#### Problems and tasks:
1. Answer these questions from the article on the medical errors panel.
(a) In what year was Medically Induced Trauma Support Services Inc. created?
(b) About how many people were in the audience Kenney addressed?
(c) What academic position does Lucian Leape hold?
2. Copy the article on the medical errors panel from "One of four" up to and including "are not repeated.", substituting "session" for "panel".
3. From the article on the medical errors panel, list every reason Leape gave for why medical professionals and institutions have not moved faster to eliminate medical errors.

#### Source document:
Kenney now serves as president and executive director of Medically Induced Trauma Support Services Inc., an organization created in 2002 “to support healing and restore hope” to those impacted by unplanned medical outcomes, as Kenney was.

One of four speakers at a panel on medical errors at Health Journalism 2013, Kenney and others stressed the importance of putting precautions in place to ensure that standards are met to avoid medical errors or, at least, to make sure that errors are quickly and properly reported so that they are not repeated.

“In other industries where people are being reckless, there are consequences,” Kenney told an audience of nearly 50 people. “That’s not the case here.”

One way to rectify the problem could be to form a watchdog-type organization, suggested Lucian Leape, M.D., an adjunct professor in the Department of Health Policy and Management at Harvard University.

“We need to create a federal patient safety association to set standards and get this show on the road,” Leape said.

He noted four dominant reasons why medical professionals and institutions have failed to move faster to eradicating the problems of medical errors. These include:

  1. Physician resistance. Many doctors aren’t involved in creating systems to get rid of medical errors or to prevent them from happening, mainly because they “don’t see it in their daily life.”
  2. The difficulty of changing systems.
  3. The general culture is “dysfunctional” Leape said, adding, “We treat each other badly.”
  4. In terms of safety, there is a “lack of leadership.”

#### Dataset content:
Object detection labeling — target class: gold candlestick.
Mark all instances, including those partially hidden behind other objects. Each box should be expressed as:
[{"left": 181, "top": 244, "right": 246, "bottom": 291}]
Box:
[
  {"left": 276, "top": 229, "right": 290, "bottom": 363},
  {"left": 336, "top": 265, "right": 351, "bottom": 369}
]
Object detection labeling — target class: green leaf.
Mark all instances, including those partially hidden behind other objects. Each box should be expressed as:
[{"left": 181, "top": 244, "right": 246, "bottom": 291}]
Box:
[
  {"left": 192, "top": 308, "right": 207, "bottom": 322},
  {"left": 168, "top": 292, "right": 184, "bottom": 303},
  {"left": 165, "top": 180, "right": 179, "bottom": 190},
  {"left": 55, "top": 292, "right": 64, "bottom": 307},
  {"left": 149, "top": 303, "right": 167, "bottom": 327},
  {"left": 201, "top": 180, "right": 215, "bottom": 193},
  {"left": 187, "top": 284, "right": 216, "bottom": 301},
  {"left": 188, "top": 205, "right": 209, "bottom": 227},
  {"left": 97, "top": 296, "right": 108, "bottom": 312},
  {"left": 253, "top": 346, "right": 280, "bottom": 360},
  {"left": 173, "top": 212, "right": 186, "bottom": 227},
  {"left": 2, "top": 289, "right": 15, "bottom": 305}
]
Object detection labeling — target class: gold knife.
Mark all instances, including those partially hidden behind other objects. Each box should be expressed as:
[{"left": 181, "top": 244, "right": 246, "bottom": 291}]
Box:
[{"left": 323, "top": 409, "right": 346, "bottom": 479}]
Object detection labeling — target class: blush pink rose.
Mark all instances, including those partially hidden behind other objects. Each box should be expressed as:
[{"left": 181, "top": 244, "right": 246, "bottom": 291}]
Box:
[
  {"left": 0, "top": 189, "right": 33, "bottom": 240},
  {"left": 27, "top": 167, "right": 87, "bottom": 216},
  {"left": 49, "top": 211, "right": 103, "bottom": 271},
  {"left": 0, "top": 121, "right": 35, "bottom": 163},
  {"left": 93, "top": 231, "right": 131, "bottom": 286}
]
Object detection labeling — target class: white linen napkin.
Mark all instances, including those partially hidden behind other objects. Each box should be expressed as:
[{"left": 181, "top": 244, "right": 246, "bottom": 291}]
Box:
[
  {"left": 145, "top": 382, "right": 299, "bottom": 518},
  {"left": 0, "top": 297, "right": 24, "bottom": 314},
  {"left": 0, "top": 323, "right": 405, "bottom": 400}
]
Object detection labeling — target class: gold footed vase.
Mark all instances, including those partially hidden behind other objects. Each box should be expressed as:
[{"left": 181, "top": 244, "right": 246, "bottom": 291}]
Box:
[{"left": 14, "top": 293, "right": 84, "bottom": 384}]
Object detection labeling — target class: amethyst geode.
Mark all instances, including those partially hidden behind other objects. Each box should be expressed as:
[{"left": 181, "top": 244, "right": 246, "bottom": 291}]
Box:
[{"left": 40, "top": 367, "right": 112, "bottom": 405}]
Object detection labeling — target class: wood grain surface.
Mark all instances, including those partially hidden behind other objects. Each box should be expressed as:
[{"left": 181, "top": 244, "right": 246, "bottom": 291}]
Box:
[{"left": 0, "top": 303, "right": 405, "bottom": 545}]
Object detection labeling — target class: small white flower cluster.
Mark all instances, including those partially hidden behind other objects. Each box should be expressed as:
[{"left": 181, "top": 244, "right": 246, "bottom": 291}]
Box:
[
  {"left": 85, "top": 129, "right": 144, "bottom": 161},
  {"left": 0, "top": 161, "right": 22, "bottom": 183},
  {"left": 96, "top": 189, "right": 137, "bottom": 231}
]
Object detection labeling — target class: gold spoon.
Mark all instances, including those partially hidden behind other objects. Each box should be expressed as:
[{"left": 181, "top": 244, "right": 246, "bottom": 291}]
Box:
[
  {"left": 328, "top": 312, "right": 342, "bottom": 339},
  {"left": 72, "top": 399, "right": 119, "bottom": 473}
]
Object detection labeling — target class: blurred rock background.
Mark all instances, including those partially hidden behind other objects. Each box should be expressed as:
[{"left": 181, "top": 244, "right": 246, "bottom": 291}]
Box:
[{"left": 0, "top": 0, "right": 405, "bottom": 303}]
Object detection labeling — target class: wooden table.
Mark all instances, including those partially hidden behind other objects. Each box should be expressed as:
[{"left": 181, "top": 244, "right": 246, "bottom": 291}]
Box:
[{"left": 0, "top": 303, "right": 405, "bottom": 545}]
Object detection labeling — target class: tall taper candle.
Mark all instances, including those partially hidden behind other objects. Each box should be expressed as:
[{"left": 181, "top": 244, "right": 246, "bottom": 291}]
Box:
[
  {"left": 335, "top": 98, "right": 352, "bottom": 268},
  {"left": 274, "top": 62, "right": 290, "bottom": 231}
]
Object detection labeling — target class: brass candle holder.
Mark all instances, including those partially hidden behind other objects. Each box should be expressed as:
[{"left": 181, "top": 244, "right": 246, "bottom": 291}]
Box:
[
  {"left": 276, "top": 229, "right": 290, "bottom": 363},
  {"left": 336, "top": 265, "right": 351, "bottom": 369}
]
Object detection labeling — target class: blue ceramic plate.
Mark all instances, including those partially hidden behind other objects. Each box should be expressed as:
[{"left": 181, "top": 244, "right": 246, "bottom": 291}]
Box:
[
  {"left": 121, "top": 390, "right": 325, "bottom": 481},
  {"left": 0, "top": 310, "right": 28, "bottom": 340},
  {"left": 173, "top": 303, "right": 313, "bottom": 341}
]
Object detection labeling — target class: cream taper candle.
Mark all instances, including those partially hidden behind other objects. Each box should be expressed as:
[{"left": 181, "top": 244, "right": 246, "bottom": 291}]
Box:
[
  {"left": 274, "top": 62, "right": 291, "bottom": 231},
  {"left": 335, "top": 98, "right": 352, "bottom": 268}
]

#### Results:
1.
(a) 2002
(b) Nearly 50 people
(c) He is an adjunct professor in the Department of Health Policy and Management at Harvard University.

2.
One of four speakers at a session on medical errors at Health Journalism 2013, Kenney and others stressed the importance of putting precautions in place to ensure that standards are met to avoid medical errors or, at least, to make sure that errors are quickly and properly reported so that they are not repeated.

3.
- Physician resistance
- The difficulty of changing systems
- A "dysfunctional" general culture
- A "lack of leadership" in terms of safety